» Set exercise:
In the data below, swap "sunlight patch" for "light patch" and rewrite the lines with nothing else changed. Don't include the pictures in your answer.

» Stored rows:
====================

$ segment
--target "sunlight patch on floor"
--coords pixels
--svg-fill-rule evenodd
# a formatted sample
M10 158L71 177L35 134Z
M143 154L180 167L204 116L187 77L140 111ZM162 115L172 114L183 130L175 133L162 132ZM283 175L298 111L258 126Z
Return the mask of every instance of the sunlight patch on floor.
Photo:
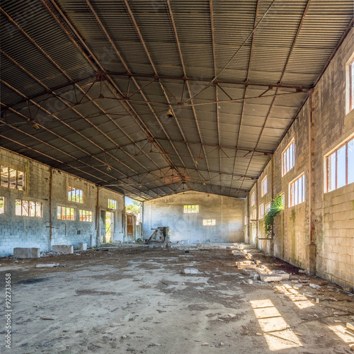
M250 303L270 350L302 346L297 336L290 329L285 320L269 299L251 300Z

====================

» Exercise solution:
$ segment
--target "light patch on floor"
--coords pixels
--svg-fill-rule evenodd
# a formatted sample
M10 158L71 177L35 134Z
M143 154L180 167L204 116L187 77L140 111ZM162 115L172 114L183 130L175 133L162 132ZM283 175L298 111L258 126Z
Return the mask of every instance of the light patch on floor.
Photo:
M250 303L270 350L302 346L297 336L290 329L285 320L269 299L251 300Z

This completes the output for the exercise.